TASK DESCRIPTION → Copy all of the records below verbatim.

________________________________________

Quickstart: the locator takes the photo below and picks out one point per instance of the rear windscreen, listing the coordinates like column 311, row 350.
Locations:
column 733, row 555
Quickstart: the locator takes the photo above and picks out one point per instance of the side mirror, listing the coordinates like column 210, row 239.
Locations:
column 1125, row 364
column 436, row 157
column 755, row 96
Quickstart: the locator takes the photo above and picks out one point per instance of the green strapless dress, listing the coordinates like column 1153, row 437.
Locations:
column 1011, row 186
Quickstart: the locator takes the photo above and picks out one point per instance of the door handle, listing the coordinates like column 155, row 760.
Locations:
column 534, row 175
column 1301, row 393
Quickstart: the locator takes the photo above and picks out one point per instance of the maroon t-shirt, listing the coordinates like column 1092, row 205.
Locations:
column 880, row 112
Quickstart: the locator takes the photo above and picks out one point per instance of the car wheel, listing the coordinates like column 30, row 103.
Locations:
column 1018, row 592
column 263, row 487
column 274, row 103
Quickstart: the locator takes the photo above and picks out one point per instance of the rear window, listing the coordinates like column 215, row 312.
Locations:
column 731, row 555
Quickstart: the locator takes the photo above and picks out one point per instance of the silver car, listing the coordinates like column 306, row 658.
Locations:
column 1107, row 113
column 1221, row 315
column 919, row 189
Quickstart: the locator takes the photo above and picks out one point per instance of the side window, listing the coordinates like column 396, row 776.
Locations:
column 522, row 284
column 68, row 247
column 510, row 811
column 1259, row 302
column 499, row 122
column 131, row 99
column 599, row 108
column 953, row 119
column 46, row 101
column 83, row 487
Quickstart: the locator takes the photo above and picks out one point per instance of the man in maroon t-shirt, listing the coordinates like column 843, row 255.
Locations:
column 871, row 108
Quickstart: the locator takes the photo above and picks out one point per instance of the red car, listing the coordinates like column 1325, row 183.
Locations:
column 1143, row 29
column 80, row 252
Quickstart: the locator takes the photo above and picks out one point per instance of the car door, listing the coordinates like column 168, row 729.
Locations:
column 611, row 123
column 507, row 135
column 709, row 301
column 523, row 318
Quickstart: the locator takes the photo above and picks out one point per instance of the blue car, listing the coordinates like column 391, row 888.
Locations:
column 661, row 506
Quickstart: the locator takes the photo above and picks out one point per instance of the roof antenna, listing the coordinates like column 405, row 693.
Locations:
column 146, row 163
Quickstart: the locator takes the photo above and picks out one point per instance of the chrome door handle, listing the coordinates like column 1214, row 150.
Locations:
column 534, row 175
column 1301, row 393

________________________________________

ANSWER FOR THE TASK →
Quickstart: the locator takes the photo below and picks out one point per instance of the rear windscreen, listing the coordinates like column 311, row 350.
Locations:
column 733, row 555
Quickstart: the locator takes the photo above and picks out one point per instance of the side mirror, listing the coordinates like column 210, row 239.
Locations:
column 1125, row 364
column 436, row 157
column 755, row 96
Quickstart: the locator takes the photo above and picks out one point per instance of the green strapless dress, listing the coordinates like column 1153, row 437.
Locations:
column 1011, row 186
Quickstart: the locator takes the photo above and picks out one point per instance of the door handle, listing the coordinates like column 155, row 760.
Locations:
column 534, row 175
column 1301, row 393
Quickstart: the locator takes the photo above and picks out one point per instance of the maroon t-shirt, listing the coordinates like column 1092, row 205.
Locations:
column 880, row 112
Quickstart: the locator takes the photo above and picks out one point per instance of the car wheel, listing the coordinates like column 30, row 103.
Locations:
column 1018, row 592
column 263, row 487
column 274, row 103
Quickstart: the locator takes the photo above and picks out one point per instance of the rear window, listing the coordinates like column 215, row 312.
Locations:
column 731, row 555
Quickstart: the locator takes the photo above and picks out one point per instance of the silver car, listing the coordinates like column 306, row 658.
Locations:
column 1107, row 113
column 1221, row 315
column 919, row 189
Quickstart: the locator takes the photo above and picks out one point per instance of the side window, listing the coordinates like column 396, row 776.
Locations:
column 522, row 284
column 68, row 247
column 510, row 811
column 1259, row 302
column 499, row 122
column 131, row 99
column 599, row 108
column 953, row 119
column 46, row 101
column 83, row 487
Quickstart: the locator takes the photo above and picks out one point per instance of the man in maroon t-shirt, listing the coordinates like column 843, row 255.
Locations:
column 871, row 108
Quickstart: the locator takes the photo above and picks out one point per instance of the red car, listing the coordinates like column 1325, row 183.
Locations:
column 1143, row 29
column 80, row 252
Quickstart: the locator takes the photo above and picks out one point per instance of the car door, listing the coordinates like column 168, row 729.
Locations:
column 611, row 123
column 507, row 135
column 709, row 301
column 523, row 318
Quickstart: the locator takes the photo above and picks out one point per instance of the blue car, listing the coordinates like column 391, row 888.
Locations:
column 661, row 506
Quickstart: the locator takes the photo above and picks out one point per instance of the roof antenna, listing the coordinates like column 405, row 693.
Locations:
column 146, row 163
Quickstart: the locator takes the photo above and picks out one point per instance of the chrome door handle, listing the coordinates like column 1214, row 150.
Locations:
column 534, row 175
column 1301, row 393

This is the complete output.